* **Source material**

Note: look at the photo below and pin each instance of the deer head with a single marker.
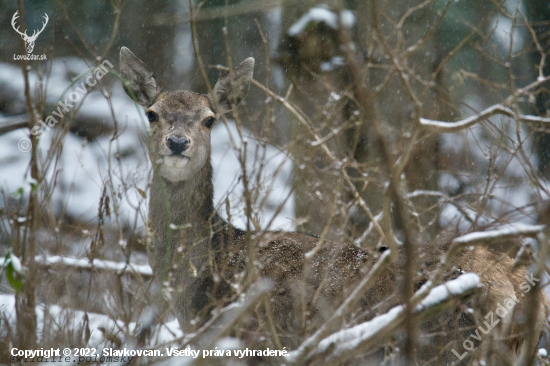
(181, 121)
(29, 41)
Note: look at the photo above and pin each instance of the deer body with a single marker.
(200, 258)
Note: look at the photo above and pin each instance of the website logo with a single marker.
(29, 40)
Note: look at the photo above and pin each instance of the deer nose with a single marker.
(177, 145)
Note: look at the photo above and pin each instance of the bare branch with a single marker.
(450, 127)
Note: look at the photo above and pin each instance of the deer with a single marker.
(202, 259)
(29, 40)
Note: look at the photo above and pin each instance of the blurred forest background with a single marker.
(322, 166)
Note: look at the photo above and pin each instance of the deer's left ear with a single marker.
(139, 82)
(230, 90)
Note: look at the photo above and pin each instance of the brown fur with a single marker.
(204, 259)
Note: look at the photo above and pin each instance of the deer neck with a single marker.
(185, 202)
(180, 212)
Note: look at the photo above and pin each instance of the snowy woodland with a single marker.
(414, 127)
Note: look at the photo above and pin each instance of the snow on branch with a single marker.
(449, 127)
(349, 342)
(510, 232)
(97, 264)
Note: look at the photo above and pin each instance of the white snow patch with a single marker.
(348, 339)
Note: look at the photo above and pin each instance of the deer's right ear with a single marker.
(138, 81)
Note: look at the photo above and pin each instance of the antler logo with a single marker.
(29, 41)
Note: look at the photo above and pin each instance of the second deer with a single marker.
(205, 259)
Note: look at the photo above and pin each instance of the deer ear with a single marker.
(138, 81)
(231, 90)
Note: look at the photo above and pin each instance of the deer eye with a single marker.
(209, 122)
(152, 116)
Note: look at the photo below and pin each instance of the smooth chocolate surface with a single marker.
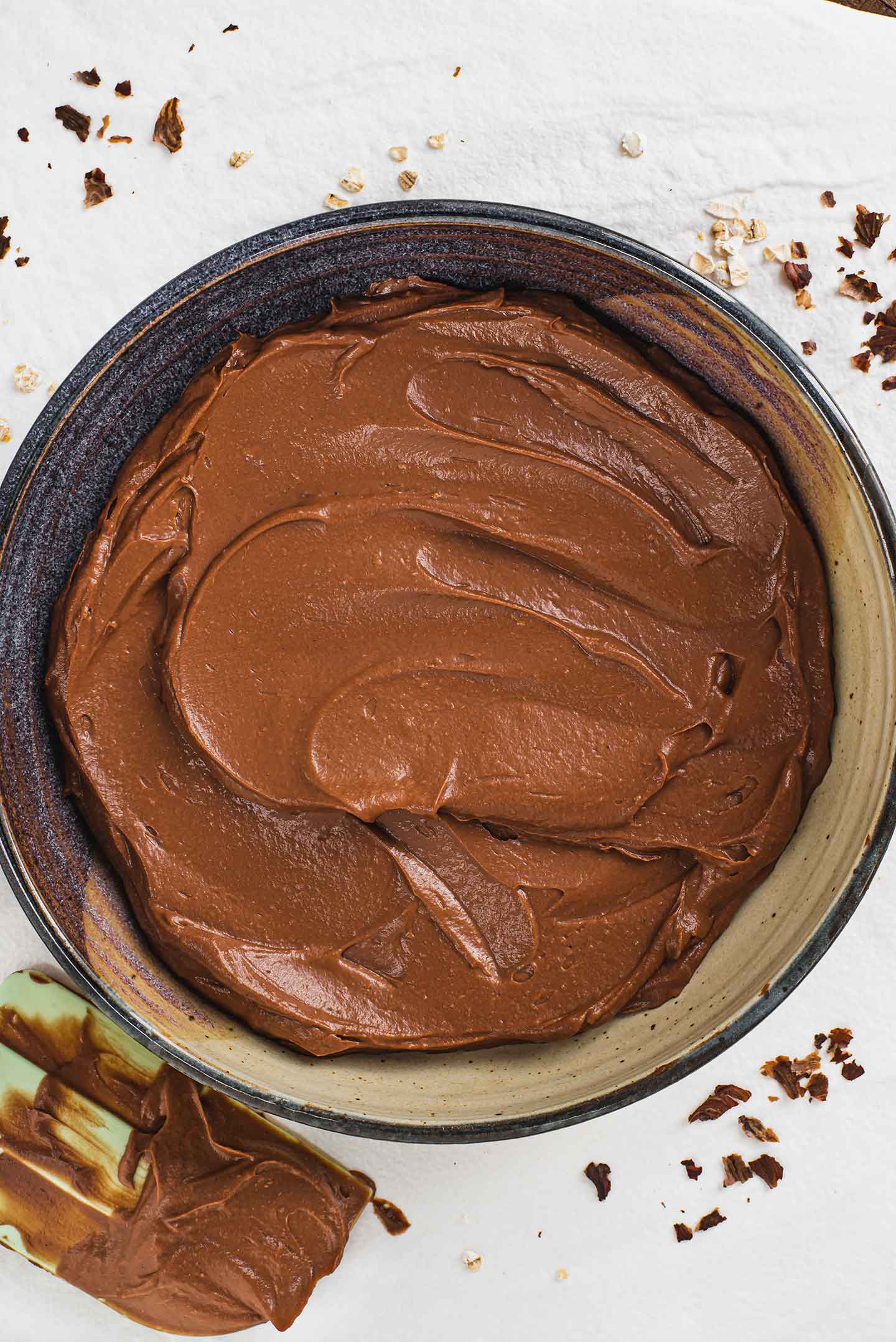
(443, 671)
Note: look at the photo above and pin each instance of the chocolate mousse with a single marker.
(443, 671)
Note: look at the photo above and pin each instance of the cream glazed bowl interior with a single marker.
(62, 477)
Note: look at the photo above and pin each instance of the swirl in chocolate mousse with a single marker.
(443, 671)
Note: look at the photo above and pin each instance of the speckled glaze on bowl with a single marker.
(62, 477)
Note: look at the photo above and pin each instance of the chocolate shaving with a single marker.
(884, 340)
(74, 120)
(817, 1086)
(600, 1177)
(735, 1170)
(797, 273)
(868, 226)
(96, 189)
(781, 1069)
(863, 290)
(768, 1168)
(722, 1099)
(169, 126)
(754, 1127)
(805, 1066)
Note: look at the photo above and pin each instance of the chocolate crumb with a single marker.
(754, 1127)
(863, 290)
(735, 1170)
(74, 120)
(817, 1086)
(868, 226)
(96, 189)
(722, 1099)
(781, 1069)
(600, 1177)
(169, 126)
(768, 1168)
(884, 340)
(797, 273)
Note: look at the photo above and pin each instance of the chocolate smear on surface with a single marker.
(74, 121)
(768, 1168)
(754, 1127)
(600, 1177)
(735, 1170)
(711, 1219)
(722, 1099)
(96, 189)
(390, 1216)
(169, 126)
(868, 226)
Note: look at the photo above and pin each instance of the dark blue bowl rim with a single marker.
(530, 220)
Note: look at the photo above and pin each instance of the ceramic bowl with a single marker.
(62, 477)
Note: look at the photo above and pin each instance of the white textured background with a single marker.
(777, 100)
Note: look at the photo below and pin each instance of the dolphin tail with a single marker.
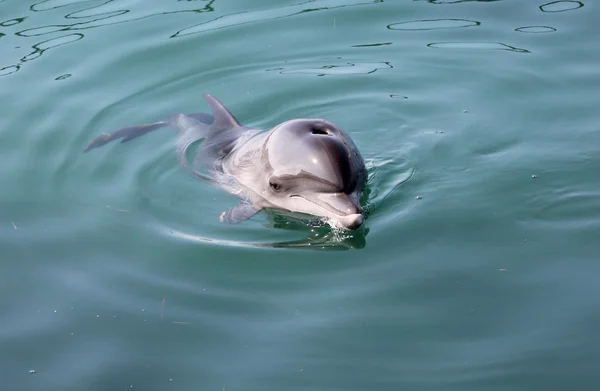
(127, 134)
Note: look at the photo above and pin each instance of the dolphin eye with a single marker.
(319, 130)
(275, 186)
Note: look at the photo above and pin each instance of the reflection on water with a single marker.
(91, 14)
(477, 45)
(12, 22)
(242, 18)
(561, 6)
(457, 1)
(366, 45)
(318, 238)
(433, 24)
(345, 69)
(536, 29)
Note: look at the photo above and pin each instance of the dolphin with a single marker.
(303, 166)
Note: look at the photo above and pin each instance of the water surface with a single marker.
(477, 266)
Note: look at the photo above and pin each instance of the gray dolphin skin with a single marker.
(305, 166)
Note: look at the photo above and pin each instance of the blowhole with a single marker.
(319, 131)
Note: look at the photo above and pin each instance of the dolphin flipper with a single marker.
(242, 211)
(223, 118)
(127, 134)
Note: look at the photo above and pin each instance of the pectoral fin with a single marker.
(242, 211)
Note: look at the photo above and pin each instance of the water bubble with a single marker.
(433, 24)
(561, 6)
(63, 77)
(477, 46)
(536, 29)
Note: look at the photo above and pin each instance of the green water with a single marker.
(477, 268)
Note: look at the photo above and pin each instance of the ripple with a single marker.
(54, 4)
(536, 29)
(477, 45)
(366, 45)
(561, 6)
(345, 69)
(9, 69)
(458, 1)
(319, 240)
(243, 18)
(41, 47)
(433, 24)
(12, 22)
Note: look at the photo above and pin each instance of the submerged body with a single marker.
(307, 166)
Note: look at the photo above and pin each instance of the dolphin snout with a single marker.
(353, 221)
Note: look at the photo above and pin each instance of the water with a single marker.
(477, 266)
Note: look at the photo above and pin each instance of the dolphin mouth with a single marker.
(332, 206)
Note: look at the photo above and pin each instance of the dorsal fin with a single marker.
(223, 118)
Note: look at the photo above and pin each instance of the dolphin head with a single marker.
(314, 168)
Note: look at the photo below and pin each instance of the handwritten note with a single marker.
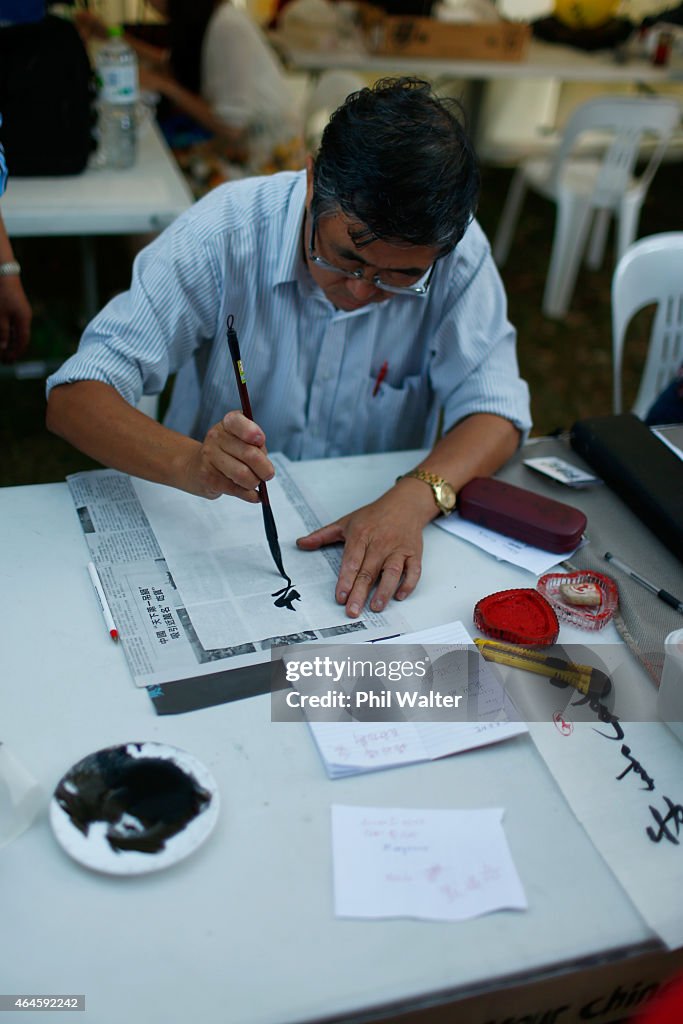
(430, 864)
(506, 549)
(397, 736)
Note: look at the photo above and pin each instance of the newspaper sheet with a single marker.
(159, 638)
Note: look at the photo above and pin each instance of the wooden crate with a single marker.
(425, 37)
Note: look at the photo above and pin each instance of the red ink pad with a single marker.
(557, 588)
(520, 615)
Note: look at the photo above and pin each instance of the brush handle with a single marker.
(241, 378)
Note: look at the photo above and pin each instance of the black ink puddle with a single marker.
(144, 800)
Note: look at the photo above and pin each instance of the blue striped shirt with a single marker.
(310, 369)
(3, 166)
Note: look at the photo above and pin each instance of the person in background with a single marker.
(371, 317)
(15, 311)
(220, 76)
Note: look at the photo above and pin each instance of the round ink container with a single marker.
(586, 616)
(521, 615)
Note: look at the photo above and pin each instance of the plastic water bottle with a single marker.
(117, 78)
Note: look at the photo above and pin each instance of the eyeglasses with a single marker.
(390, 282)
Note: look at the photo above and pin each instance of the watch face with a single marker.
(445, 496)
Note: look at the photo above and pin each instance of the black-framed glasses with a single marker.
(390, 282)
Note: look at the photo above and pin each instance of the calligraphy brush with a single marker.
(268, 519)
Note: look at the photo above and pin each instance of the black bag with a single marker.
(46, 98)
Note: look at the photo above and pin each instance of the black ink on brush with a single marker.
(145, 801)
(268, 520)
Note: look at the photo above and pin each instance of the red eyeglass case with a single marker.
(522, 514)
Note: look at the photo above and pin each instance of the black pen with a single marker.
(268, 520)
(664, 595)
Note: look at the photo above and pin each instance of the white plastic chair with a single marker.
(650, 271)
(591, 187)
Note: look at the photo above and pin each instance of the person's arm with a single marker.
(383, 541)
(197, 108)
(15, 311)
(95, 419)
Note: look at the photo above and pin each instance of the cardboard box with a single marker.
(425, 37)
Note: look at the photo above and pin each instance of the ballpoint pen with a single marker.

* **What to work on**
Repeat each entry exactly as it appears; skip any picture.

* **Response for this exercise**
Note: look at the photo below and pin each instance of the deer head with a single marker.
(181, 121)
(29, 41)
Note: look at the photo above and pin each instance of the deer body with a single marker.
(200, 258)
Note: look at the photo above and pin each instance of the website logo with a single marker.
(29, 40)
Note: look at the photo above and pin each instance of the deer nose with a single marker.
(177, 145)
Note: look at the photo above and pin each instance of the bare branch with a single marker.
(450, 127)
Note: look at the photo above and pin each instance of the deer with a single marker.
(202, 259)
(29, 40)
Note: look at the photo above and pin each instance of the blurred forest background with a single marker.
(322, 166)
Note: look at the photo above and pin each instance of the deer's left ear with a single marker.
(139, 82)
(230, 90)
Note: look at the photo above and pin each instance of the brown fur with a single marker.
(204, 259)
Note: look at the photo above and pin each instance of the deer neck with a single marker.
(185, 202)
(180, 212)
Note: look at the photo above and pin each instance of the snowy woodland with a single marker.
(414, 127)
Note: look at the photo above and pin each instance of the snow on branch with a single marker.
(449, 127)
(349, 342)
(510, 232)
(97, 264)
Note: look at the photo above and pin each instance of the white snow patch with a single marker.
(348, 339)
Note: look at the photo above and pin each instance of the deer's right ear with a single marker.
(138, 81)
Note: look at the photo above and pin each instance of the antler logo with a single marker.
(29, 41)
Note: look at the photo above and pin each instance of the second deer with a single marker.
(205, 259)
Note: look at the photo above and pin each instance of the deer ear with a single marker.
(138, 81)
(231, 90)
Note: look at the photo above and pin each instance of the deer eye with a single marker.
(209, 122)
(152, 116)
Note: look at the photo below and pin each instance of the smooth chocolate surface with a single marker.
(443, 671)
Note: look at the photo above and pin each instance of the chocolate mousse with a single marker.
(443, 671)
Note: look at the photo above and pin each instance of the cream glazed bowl interior with a single marker.
(62, 477)
Note: look at the photo above and pin each instance of the swirl in chocolate mousse with a single marker.
(443, 671)
Note: look at the photo above and pin each instance of the speckled glaze on bowl with a single marker.
(62, 477)
Note: look at the photo above and pin each instance of the chocolate shaving with a single marker.
(884, 340)
(74, 120)
(817, 1086)
(600, 1177)
(735, 1170)
(797, 273)
(868, 226)
(96, 189)
(781, 1069)
(863, 290)
(768, 1168)
(722, 1099)
(169, 126)
(754, 1127)
(805, 1066)
Note: look at the photo above and pin each instance of the chocolate crumb with a single marker.
(754, 1127)
(863, 290)
(735, 1170)
(74, 120)
(817, 1086)
(868, 226)
(96, 189)
(722, 1099)
(781, 1069)
(600, 1177)
(169, 126)
(768, 1168)
(884, 340)
(797, 273)
Note: look at the photo above and pin each instance of the chocolate smear on surface with a single marker.
(74, 121)
(768, 1168)
(754, 1127)
(600, 1177)
(735, 1170)
(711, 1219)
(722, 1099)
(96, 189)
(390, 1216)
(169, 126)
(868, 226)
Note: look at the photo above and pin each instance of the dark blue bowl rim with a single marker.
(530, 220)
Note: look at the photo above and pin each instance of the ceramic bowl with a single marker.
(62, 477)
Note: look at the photo above and pin each instance of the white textured background with a single marker.
(777, 100)
Note: look at the photo below and pin each instance of the dolphin tail with a single marker.
(127, 134)
Note: look at the photo above and pin each instance of the dolphin eye with a single marker.
(319, 130)
(275, 186)
Note: look at the photo above and pin each instance of the reflection on water with a single marker.
(91, 14)
(477, 45)
(12, 22)
(242, 18)
(561, 6)
(457, 1)
(366, 45)
(318, 238)
(433, 24)
(345, 69)
(536, 29)
Note: look at the photo above and pin each instance of the dolphin with a single marker.
(303, 166)
Note: look at the photo above and pin each instance of the water surface with a single marker.
(477, 266)
Note: look at the photo above and pin each instance of the gray dolphin skin with a single marker.
(305, 166)
Note: look at the photo above and pin each instance of the blowhole with a single marker.
(319, 131)
Note: look at the photo above and pin each instance of the dolphin flipper with a single marker.
(242, 211)
(223, 118)
(127, 134)
Note: look at the photo above and pin each instance of the pectoral fin with a single marker.
(242, 211)
Note: look at the photo above and pin each instance of the water bubble with a single marker.
(433, 24)
(561, 6)
(63, 77)
(477, 46)
(536, 29)
Note: look at the photo above and pin each instance of the green water with a single marker.
(477, 268)
Note: look at the photo above and pin each instance of the ripple with a single marker.
(54, 4)
(536, 29)
(477, 45)
(366, 45)
(561, 6)
(345, 69)
(9, 69)
(458, 1)
(319, 240)
(243, 18)
(41, 47)
(433, 24)
(12, 22)
Note: look at the photo above and pin each instance of the submerged body with a single marker.
(307, 166)
Note: look at the photo above and pin each instance of the dolphin snout with a single marker.
(353, 221)
Note: look at the photo above and pin each instance of the water with a single marker.
(477, 266)
Note: look at the photo above and pin each instance of the dolphin mouth with a single marker.
(332, 206)
Note: look at the photo above and pin each instance of the dorsal fin with a single marker.
(223, 118)
Note: look at the photo above and pin each instance of the dolphin head with a single marker.
(314, 168)
Note: look at the photo below and pin each instance of the handwritten note with a single marker.
(430, 864)
(506, 549)
(397, 736)
Note: look at the photo above and pin each instance of the newspaper sheet with a single marker.
(159, 638)
Note: look at the photo above and pin each instance of the wooden crate with a single marker.
(425, 37)
Note: look at the photo above and pin each instance of the red ink pad with a single marker.
(557, 588)
(520, 615)
Note: look at the photo above and pin each instance of the brush handle with a single marker.
(241, 378)
Note: look at the photo above and pin each instance of the black ink puddle with a single marker.
(144, 800)
Note: look at the photo above and pin each instance of the blue striped shirt with a single marker.
(310, 369)
(3, 166)
Note: look at the photo above and pin each instance of the person in background with a single marker.
(371, 317)
(15, 311)
(220, 76)
Note: look at the photo above and pin each instance of the round ink container with a single marker.
(586, 616)
(521, 615)
Note: look at the photo above and pin each instance of the plastic water bottle with a single marker.
(117, 78)
Note: look at the photo above and pin each instance of the eyeglasses with a single marker.
(390, 282)
Note: look at the photo above and pin each instance of the watch face with a single marker.
(445, 496)
Note: look at the photo above and pin each instance of the black-framed glasses with a single marker.
(390, 282)
Note: look at the photo above and pin each instance of the calligraphy brush with a single marker.
(268, 519)
Note: look at the photo above and pin each instance of the black bag with a single marker.
(46, 98)
Note: look at the photo above and pin each instance of the black ink on brush with a single marker.
(145, 801)
(268, 520)
Note: look at the photo above and pin each instance of the red eyeglass case with a single marker.
(522, 514)
Note: look at the photo above and pin each instance of the black pen with a single marker.
(268, 520)
(664, 595)
Note: look at the photo above and pin each instance of the white plastic chair with a single marker.
(650, 271)
(591, 187)
Note: look at the photo above and pin each instance of the person's arm with a single marker.
(383, 541)
(197, 108)
(15, 311)
(95, 419)
Note: look at the photo above and pin each instance of the cardboard box with a single marker.
(425, 37)
Note: look at the photo above and pin each instance of the ballpoint pen with a single marker.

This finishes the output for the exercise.